• [Written problem]:
Can you rewrite every line of the records below as a numbered list, leaving out any blank lines?
== == ==
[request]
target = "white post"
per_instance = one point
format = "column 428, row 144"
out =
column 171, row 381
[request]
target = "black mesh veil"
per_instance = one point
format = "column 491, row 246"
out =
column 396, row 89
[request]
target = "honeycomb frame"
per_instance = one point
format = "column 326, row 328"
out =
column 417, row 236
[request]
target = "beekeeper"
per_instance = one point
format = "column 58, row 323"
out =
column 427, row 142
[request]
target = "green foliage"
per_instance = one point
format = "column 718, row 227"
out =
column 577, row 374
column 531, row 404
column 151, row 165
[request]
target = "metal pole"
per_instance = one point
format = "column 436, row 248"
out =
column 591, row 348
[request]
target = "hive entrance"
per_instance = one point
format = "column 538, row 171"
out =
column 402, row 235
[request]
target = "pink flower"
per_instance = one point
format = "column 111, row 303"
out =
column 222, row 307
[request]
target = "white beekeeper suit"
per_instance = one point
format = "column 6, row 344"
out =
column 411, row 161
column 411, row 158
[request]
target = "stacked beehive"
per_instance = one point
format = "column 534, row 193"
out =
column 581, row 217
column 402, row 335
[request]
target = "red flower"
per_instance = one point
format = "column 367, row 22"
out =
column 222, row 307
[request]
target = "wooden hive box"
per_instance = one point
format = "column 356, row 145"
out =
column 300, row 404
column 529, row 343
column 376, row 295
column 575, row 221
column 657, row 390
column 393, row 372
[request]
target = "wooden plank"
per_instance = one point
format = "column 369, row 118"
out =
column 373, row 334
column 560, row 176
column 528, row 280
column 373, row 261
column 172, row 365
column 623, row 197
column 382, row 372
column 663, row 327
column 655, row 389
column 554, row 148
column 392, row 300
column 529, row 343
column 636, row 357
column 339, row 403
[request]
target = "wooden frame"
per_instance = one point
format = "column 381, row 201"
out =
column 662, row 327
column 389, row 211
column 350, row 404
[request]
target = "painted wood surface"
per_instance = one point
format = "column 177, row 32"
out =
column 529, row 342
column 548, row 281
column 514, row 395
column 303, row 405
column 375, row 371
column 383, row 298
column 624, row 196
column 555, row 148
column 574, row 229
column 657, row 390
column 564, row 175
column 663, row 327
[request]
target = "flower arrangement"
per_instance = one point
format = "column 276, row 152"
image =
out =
== == ==
• [Written answer]:
1. [request]
2. target = "white post"
3. per_instance = one point
4. format = "column 428, row 144"
5. out =
6. column 171, row 381
7. [request]
8. target = "black mesh veil"
9. per_instance = one point
10. format = "column 491, row 246"
11. out =
12. column 396, row 89
13. [request]
14. target = "honeycomb frame"
15. per_instance = one point
16. format = "column 326, row 328"
17. out =
18. column 417, row 236
19. [request]
20. target = "beekeeper"
21. per_instance = one point
22. format = "column 58, row 323"
23. out =
24. column 427, row 142
25. [request]
26. target = "green foliage"
27. per_instance = one point
28. format = "column 718, row 227"
29. out =
30. column 577, row 374
31. column 531, row 404
32. column 151, row 165
33. [request]
34. target = "metal pole"
35. per_instance = one point
36. format = "column 436, row 248"
37. out =
38. column 591, row 348
39. [request]
40. target = "hive entrance"
41. per_instance = one point
42. format = "column 538, row 171"
43. out =
44. column 402, row 235
45. [request]
46. target = "pink flower"
47. per_instance = one point
48. format = "column 111, row 303"
49. out =
50. column 222, row 307
51. [request]
52. target = "white beekeeper suit"
53. per_instance = one point
54. format = "column 6, row 344"
55. out =
56. column 411, row 161
57. column 411, row 158
58. [request]
59. target = "stacked beehive"
60. per_instance = one point
61. format = "column 534, row 193"
62. out =
63. column 581, row 217
64. column 402, row 335
65. [request]
66. target = "red flower"
67. per_instance = one point
68. format = "column 367, row 22"
69. out =
70. column 222, row 307
71. [request]
72. target = "wooden hive box"
73. per_instance = one point
74. format = "column 356, row 145"
75. out =
76. column 300, row 404
77. column 529, row 343
78. column 376, row 295
79. column 575, row 221
80. column 657, row 390
81. column 393, row 372
82. [request]
83. target = "wooden plank"
84. per_instance = one point
85. format = "column 369, row 118"
86. out =
87. column 373, row 334
88. column 560, row 176
89. column 528, row 280
90. column 373, row 261
91. column 172, row 365
92. column 623, row 197
93. column 382, row 372
94. column 663, row 327
95. column 655, row 389
96. column 554, row 148
97. column 392, row 300
98. column 529, row 343
99. column 636, row 357
100. column 339, row 403
101. [request]
102. target = "wooden frame"
103. per_instance = one point
104. format = "column 381, row 201"
105. out =
106. column 662, row 327
107. column 389, row 211
108. column 350, row 404
109. [request]
110. target = "painted wood surface"
111. per_instance = one point
112. format = "column 177, row 32"
113. out =
114. column 529, row 342
115. column 548, row 281
116. column 514, row 395
117. column 303, row 405
118. column 375, row 371
119. column 383, row 298
120. column 624, row 196
121. column 555, row 148
122. column 574, row 229
123. column 657, row 390
124. column 564, row 175
125. column 663, row 327
126. [request]
127. target = "flower arrangement"
128. per_instance = one point
129. format = "column 276, row 152"
130. image =
131. out =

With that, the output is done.